* Exercise directions: Every record below should be written out exactly; pictures stay out.

────

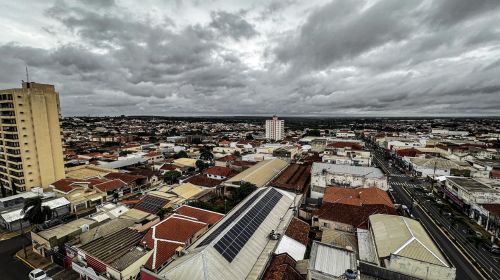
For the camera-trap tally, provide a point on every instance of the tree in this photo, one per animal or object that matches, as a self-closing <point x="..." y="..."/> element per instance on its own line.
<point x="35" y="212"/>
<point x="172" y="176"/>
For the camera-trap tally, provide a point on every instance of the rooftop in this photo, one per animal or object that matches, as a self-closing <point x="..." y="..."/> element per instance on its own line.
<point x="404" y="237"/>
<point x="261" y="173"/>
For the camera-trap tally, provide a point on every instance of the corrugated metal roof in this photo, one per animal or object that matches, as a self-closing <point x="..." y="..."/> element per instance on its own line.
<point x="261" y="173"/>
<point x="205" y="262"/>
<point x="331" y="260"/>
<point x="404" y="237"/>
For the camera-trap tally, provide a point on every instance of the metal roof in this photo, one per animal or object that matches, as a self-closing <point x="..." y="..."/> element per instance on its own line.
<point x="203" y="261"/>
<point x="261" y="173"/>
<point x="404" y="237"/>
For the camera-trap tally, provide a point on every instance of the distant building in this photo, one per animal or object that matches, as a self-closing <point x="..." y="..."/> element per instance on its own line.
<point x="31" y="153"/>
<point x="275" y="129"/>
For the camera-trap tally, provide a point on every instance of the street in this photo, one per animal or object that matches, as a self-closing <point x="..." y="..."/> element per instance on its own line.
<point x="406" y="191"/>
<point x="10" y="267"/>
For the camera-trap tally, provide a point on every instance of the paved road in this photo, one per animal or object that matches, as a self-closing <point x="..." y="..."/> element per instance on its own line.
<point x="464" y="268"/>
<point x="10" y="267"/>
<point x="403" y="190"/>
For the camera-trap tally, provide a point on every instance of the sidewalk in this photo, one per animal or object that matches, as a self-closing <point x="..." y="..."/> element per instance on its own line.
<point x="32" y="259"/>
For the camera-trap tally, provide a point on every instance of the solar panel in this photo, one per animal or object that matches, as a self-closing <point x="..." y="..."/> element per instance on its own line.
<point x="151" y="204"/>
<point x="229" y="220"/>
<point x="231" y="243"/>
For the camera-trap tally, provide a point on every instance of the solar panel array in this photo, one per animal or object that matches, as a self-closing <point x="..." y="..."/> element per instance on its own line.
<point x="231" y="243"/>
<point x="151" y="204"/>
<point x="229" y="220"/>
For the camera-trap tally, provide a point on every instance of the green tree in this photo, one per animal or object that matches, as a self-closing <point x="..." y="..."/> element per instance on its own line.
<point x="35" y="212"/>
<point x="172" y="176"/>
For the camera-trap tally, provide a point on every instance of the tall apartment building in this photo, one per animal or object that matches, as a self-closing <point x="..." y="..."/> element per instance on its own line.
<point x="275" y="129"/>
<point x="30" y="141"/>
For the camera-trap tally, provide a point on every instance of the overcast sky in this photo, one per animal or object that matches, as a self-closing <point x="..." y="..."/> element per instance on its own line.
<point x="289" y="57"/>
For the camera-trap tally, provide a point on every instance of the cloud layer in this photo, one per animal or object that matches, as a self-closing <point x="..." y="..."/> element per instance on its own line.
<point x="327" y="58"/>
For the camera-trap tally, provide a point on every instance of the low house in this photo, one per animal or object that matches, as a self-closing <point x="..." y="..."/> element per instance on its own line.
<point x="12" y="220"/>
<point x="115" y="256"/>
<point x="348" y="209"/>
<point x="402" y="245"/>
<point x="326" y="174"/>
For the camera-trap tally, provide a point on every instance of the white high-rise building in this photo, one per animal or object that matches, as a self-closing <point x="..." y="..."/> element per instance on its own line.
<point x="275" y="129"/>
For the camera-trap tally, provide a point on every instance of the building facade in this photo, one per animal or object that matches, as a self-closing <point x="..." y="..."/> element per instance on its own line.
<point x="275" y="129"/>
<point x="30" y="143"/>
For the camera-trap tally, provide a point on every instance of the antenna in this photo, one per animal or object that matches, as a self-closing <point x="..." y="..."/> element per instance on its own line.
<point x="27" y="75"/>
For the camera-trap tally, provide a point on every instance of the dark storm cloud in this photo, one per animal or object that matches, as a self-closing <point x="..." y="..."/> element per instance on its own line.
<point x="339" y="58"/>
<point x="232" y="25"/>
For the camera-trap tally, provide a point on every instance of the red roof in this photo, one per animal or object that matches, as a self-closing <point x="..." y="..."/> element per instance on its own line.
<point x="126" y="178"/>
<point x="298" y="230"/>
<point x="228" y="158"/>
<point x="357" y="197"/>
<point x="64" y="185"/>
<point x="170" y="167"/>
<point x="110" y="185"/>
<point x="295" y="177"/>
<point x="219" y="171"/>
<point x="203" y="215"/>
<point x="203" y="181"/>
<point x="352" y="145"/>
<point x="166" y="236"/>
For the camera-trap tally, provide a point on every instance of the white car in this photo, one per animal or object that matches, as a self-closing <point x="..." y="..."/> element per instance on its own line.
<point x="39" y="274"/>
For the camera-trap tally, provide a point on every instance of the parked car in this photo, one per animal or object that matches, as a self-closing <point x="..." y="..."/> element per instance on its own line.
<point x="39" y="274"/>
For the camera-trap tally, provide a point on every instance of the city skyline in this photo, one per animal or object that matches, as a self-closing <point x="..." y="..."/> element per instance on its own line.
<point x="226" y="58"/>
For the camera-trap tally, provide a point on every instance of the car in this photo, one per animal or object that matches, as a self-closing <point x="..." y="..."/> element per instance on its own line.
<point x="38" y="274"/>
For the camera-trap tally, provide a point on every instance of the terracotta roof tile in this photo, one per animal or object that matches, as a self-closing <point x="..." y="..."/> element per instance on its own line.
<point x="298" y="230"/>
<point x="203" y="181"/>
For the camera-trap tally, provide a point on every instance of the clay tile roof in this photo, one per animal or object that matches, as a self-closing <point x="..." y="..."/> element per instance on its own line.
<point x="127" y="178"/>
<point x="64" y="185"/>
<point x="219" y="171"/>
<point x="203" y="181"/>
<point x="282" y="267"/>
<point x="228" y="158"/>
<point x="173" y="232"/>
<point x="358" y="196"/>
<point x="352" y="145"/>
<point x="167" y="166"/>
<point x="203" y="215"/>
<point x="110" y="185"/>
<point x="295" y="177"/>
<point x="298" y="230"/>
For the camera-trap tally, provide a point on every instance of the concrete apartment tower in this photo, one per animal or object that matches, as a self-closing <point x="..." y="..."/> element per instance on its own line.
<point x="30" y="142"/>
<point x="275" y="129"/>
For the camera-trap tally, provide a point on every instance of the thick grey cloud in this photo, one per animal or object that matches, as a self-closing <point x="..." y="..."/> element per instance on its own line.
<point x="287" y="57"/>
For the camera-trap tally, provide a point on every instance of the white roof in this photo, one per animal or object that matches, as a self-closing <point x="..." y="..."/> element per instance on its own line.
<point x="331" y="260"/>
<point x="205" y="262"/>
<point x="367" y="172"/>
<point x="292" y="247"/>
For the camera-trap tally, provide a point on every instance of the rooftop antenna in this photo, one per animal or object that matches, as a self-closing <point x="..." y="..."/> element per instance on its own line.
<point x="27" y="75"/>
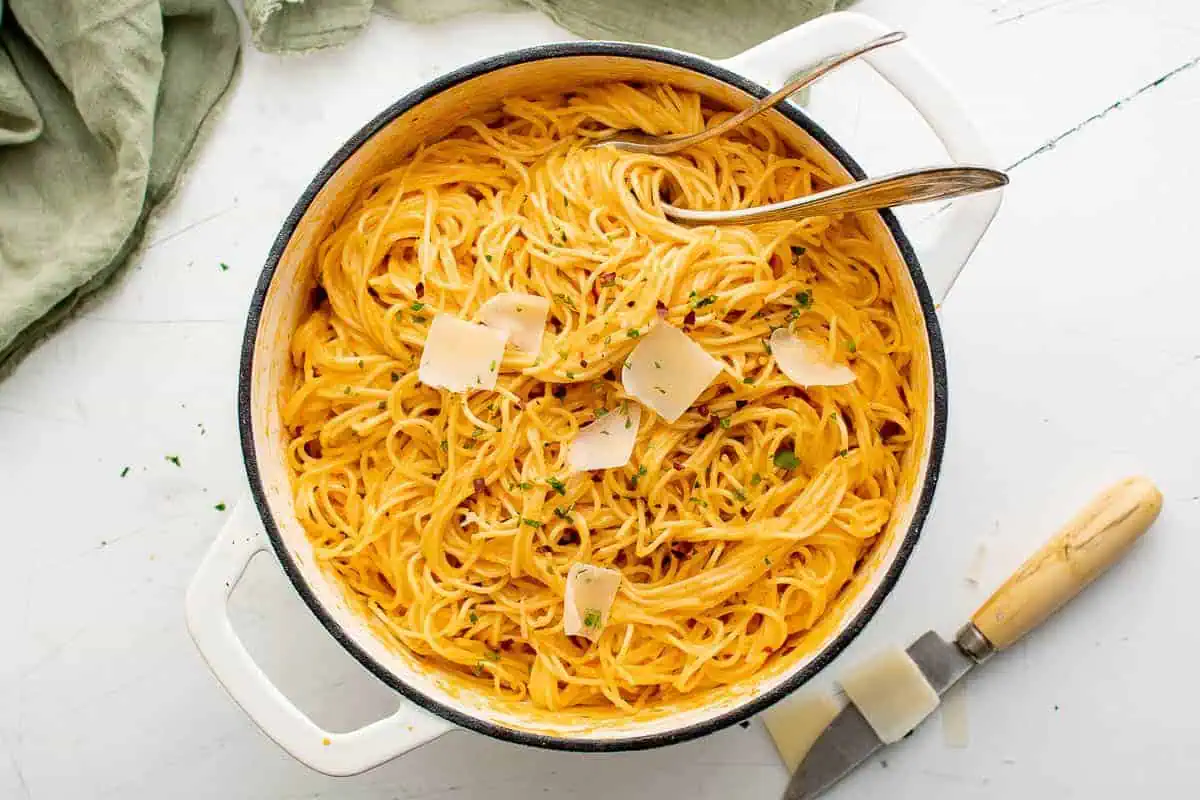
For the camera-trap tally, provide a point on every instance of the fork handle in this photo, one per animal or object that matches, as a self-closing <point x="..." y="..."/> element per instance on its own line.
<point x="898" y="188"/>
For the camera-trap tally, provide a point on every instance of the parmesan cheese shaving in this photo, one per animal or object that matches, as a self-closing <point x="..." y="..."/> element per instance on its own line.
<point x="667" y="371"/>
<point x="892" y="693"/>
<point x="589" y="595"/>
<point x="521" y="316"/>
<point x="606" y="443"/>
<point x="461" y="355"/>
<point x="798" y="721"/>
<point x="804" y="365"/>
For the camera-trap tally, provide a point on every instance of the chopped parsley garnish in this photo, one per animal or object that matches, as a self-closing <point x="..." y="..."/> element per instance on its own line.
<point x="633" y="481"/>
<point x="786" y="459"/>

────

* Exercise answer:
For the camera-trap tally, provide a point on every instance of the tree in this photo, one per animal or object that matches, as a self-closing <point x="..." y="..."/> element per instance on its own line.
<point x="35" y="212"/>
<point x="172" y="176"/>
For the camera-trap tally, provide a point on every instance of the rooftop in this photo, one per animal or object that matches, as a self-closing <point x="..." y="..."/> element per instance on its own line.
<point x="404" y="237"/>
<point x="261" y="173"/>
For the camera-trap tally, provide a point on every instance of the corrugated metal roof in this photo, one per animal or object that matches, as a self-closing <point x="..." y="..."/> element per instance on its own line.
<point x="261" y="173"/>
<point x="205" y="262"/>
<point x="331" y="260"/>
<point x="404" y="237"/>
For the camera-trap tally, provide a point on every instance of the metal roof in this photo, one per animal or object that matches, as a self-closing <point x="..." y="..."/> element per instance on its own line.
<point x="203" y="261"/>
<point x="261" y="173"/>
<point x="404" y="237"/>
For the camera-trap tally, provide a point on every instance of the distant building in this photo, one per animal or object that matches, as a self-closing <point x="..." y="..."/> element per instance on its own line.
<point x="31" y="153"/>
<point x="275" y="129"/>
For the camera-trap tally, provide a point on every instance of the street in this photo, one per animal or object that matches, as a self-closing <point x="..." y="..."/> element per instance on its own line.
<point x="406" y="191"/>
<point x="10" y="267"/>
For the camera-trap tally, provide a point on every instance of the paved road in this photo, one per animal or object that matches, as a self-closing <point x="..." y="..."/> element per instance on its own line.
<point x="464" y="268"/>
<point x="10" y="267"/>
<point x="403" y="190"/>
For the camera-trap tally, provide a point on every instance of the sidewalk in this photo, one per animal or object that matches, as a self-closing <point x="..." y="..."/> element per instance on its own line.
<point x="32" y="259"/>
For the camera-trap tally, provide a point on every instance of the solar panel in this photo, one per animal or object that matches, as a self-closing <point x="..." y="..."/> element per instance on its own line.
<point x="151" y="204"/>
<point x="229" y="220"/>
<point x="231" y="243"/>
For the camera-trap tally, provide a point on every instance of the solar panel array in this photo, one per animal or object that matches, as a self-closing <point x="..." y="..."/> element per instance on its own line.
<point x="231" y="243"/>
<point x="151" y="204"/>
<point x="229" y="220"/>
For the camera-trap tally, provide a point on every instance of the green tree in this photo, one per animal or object that matches, as a self-closing <point x="..." y="..."/> element per instance on its own line.
<point x="35" y="212"/>
<point x="172" y="176"/>
For the camera-trap tally, provide a point on every instance of the tall apartment building in this photo, one per animal or object that matches, as a self-closing <point x="..." y="..."/> element per instance on its own line.
<point x="275" y="129"/>
<point x="30" y="141"/>
For the camera-trap tally, provide a point on every instance of the overcast sky in this photo, one per animal or object that matches, as a self-closing <point x="..." y="..."/> element per instance on its own line.
<point x="289" y="57"/>
For the camera-trap tally, provide a point on every instance of the cloud layer in this photo, one per animal or object that matches, as a self-closing <point x="..." y="..."/> element per instance on its own line.
<point x="327" y="58"/>
For the camera-trap tally, provide a point on every instance of the low house in this photo, one per animal or object that matches, as a self-closing <point x="..." y="..."/> element per instance on its own line.
<point x="12" y="220"/>
<point x="115" y="256"/>
<point x="348" y="209"/>
<point x="402" y="245"/>
<point x="326" y="174"/>
For the camera-trap tally, provide a point on every instance of the white high-rise building in this photo, one per animal or object that matches, as a self-closing <point x="..." y="..."/> element per instance on its own line.
<point x="275" y="129"/>
For the camera-trap tally, provide a point on every instance of the building facade in this photo, one per animal or object that matches, as a self-closing <point x="..." y="..."/> element per instance on its own line.
<point x="275" y="129"/>
<point x="30" y="143"/>
For the camera-trap tally, provide a point on every instance of the antenna in this photo, one per animal or object that matches, as a self-closing <point x="..." y="..."/> element per instance on its own line.
<point x="27" y="75"/>
For the camera-trap tally, provide a point on every instance of the dark storm cloud in this photo, one per animal or object that matches, as a self-closing <point x="..." y="..."/> element per instance on its own line.
<point x="339" y="58"/>
<point x="232" y="25"/>
For the camera-trap tally, provide a point on every instance of the red roof in this photo, one per animal or object that matches, as a self-closing <point x="..." y="..."/> element per instance on its own line.
<point x="126" y="178"/>
<point x="298" y="230"/>
<point x="228" y="158"/>
<point x="357" y="197"/>
<point x="64" y="185"/>
<point x="170" y="167"/>
<point x="110" y="185"/>
<point x="295" y="177"/>
<point x="219" y="171"/>
<point x="203" y="215"/>
<point x="203" y="181"/>
<point x="352" y="145"/>
<point x="166" y="236"/>
For the camera-trap tally, provide a point on every instance of the white car in this photo, one per animal or object that matches, as a self-closing <point x="..." y="..."/> element per instance on its own line.
<point x="39" y="274"/>
For the camera-trap tally, provide a point on every instance of the parked car in this photo, one per animal or object that matches, as a self-closing <point x="..." y="..."/> element per instance on its own line.
<point x="39" y="274"/>
For the camera-trap tally, provide a point on every instance of the city skyline in this photo, one per animal or object that matches, as a self-closing <point x="..." y="..."/> element per instance on its own line.
<point x="226" y="58"/>
For the camera-trap tally, provide a point on every instance of the car in this photo, one per animal or object that matches, as a self-closing <point x="..." y="..."/> element per instance on its own line.
<point x="38" y="274"/>
For the camera-trap tally, provide a point on every instance of the terracotta roof tile in this photo, one per animal or object that matches, as a self-closing <point x="..." y="..."/> element per instance on its own line.
<point x="298" y="230"/>
<point x="203" y="181"/>
For the camera-trap tally, provide a point on every instance of the clay tile roof in this photo, one per animal or object that matches, as a self-closing <point x="..." y="..."/> element per instance on its own line.
<point x="127" y="178"/>
<point x="64" y="185"/>
<point x="219" y="171"/>
<point x="203" y="181"/>
<point x="282" y="267"/>
<point x="228" y="158"/>
<point x="173" y="232"/>
<point x="358" y="196"/>
<point x="352" y="145"/>
<point x="167" y="166"/>
<point x="203" y="215"/>
<point x="110" y="185"/>
<point x="295" y="177"/>
<point x="298" y="230"/>
For the camera-trap tally, provide a point on every instance of the concrete apartment tower in this photo, one per animal or object that matches, as a self-closing <point x="..." y="..."/> element per instance on its own line.
<point x="30" y="142"/>
<point x="275" y="129"/>
For the camera-trap tally, provide a point on every instance of the thick grey cloud in this photo, one per animal or object that matches, as a self-closing <point x="..." y="..."/> element per instance on its own line.
<point x="287" y="57"/>
For the camera-trap tally, provide a point on every instance of the white roof in this photo, one per animal or object that matches, as a self-closing <point x="..." y="..."/> element per instance on its own line.
<point x="331" y="260"/>
<point x="205" y="262"/>
<point x="367" y="172"/>
<point x="292" y="247"/>
For the camera-trap tally, provide a point on every instance of the rooftop antenna in this photo, one per animal or object that matches, as a self-closing <point x="..." y="..."/> element per instance on its own line.
<point x="27" y="75"/>
For the camera-trap tally, provide a point on every instance of the fork handle in this photo, one per animal or object that matches, as a self-closing <point x="..." y="..."/> element per instance on its own line.
<point x="898" y="188"/>
For the camera-trap tally, provide a point on every instance of the parmesan cheese shaving in this photo, one per animal or object that matches, as a self-closing <point x="..." y="..."/> element per instance on its own line.
<point x="667" y="371"/>
<point x="892" y="693"/>
<point x="589" y="595"/>
<point x="521" y="316"/>
<point x="606" y="443"/>
<point x="461" y="355"/>
<point x="798" y="721"/>
<point x="804" y="365"/>
For the camera-trap tally, provide a point on every instance of the chopped parsley garnish in this photo, one per animal or object that matches, as a self-closing <point x="..." y="..."/> element per instance on its own line.
<point x="633" y="481"/>
<point x="786" y="459"/>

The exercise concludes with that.